EXCERPT PROVIDED:
-- -- --

Ya, if yer going with a scythe you have to get Improved Crit, it is a moral imperative.


----------



## Shard O'Glase (Jun 24, 2003)

On a metagame level I can't fathom going scythe, sunder sucks way too much for me to use a wood weapon in mellee.  If I'm DMing I never use sunder so my players can feel free to go for it.

I think scythe is all about the cool factor of it being a scythe.  And yes the crit is cool but as like a fighter-barbarian like my last character I wouldn't of gone improved crit,  just didn't have enough feats.  My game plan ran out at 12th level though so I may have picked it up at 15th can't say for sure.

If I had stayed fighter my game plan would of ran out much earlier like at 8th level, so I may have picked it up at 9th.  I definetly would of picked it up if power crit ws in the game I was playing, but we just used the PH for feats.

Personlly though I think you gain mroe use out of a focussed fighter till 6ish level, and then switch into ranged feats for a bit. All you really need is point blank, rapid, and maybe precise shot though once melle happens you'll likely be there its not essential. Then I round out my prefered style form there on.


----------



## Dreeble (Jun 24, 2003)

*Small sidetrack*

Heya:

 This is hopefully only a very small sidetrack.  I'm curious as to how people determine average weapon damage when taking into account criticals.

 I understand people (Spikey, for example) have their own average damage calculators, but I wrote my own anyway.  I was mostly curious to see how 3.0 Power Attack compared to 3.5.  For those interested it seemed like, except for the extremes, Power Attack in 3.0 either is bad, or never use more than 2 points.  For 3.5, it seemed like people should _always_ use a point or two of PA, and sometimes up to 5 or so.

 Anway, average damage is hit chance * average damage.  If I take into account criticals, is that hit chance * average damage + (threat range or hit chance, whichever is lower) * average damage * critical multiplier?

Thanks much,
Dreeble


----------



## gordonknox (Jun 24, 2003)

-- -- --

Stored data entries
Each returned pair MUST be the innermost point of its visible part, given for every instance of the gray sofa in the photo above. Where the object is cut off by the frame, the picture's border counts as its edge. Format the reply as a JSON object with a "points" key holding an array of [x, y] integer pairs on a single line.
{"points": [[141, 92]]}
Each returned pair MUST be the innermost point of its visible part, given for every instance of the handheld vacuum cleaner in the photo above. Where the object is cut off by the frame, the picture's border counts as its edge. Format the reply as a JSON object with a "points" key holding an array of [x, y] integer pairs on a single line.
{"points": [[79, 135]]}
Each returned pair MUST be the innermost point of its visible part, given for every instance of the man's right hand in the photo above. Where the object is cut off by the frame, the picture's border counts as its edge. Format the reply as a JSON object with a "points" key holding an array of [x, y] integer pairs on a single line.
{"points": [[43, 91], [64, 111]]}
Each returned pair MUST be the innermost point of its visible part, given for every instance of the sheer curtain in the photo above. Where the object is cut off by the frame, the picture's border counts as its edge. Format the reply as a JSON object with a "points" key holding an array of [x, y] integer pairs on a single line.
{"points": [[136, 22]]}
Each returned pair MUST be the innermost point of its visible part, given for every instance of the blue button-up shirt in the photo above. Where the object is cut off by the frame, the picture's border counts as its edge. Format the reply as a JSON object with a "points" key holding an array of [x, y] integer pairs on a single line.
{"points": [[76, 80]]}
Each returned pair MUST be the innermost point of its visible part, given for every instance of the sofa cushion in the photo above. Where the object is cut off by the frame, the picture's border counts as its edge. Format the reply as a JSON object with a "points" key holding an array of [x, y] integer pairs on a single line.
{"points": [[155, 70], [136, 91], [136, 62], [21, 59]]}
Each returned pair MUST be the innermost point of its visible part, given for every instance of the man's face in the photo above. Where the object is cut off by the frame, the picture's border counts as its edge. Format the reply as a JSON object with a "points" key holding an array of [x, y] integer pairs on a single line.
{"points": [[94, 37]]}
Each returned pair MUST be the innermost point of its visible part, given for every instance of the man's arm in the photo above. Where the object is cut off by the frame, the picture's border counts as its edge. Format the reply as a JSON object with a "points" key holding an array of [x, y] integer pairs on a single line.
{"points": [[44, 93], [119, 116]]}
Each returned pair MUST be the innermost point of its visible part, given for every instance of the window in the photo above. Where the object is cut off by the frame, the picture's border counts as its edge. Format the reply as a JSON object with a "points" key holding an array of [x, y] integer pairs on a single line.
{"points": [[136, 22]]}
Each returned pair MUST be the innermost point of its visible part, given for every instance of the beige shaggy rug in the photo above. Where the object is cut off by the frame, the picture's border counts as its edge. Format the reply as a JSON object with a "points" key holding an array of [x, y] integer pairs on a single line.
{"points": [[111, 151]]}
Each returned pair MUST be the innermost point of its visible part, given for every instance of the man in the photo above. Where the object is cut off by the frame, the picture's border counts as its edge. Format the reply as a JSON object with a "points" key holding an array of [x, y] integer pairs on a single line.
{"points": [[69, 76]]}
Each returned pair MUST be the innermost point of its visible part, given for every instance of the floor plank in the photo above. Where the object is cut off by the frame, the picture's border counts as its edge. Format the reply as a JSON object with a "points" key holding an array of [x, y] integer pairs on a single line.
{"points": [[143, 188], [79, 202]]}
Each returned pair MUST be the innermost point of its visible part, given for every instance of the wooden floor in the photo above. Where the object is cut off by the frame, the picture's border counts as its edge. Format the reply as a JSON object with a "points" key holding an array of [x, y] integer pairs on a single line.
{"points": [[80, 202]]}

-- -- --

WHAT YOU HAVE TO DO: List every username that appears in a post heading of the scythe and critical-hit forum thread.

RESPONSE:
Shard O'Glase
Dreeble
gordonknox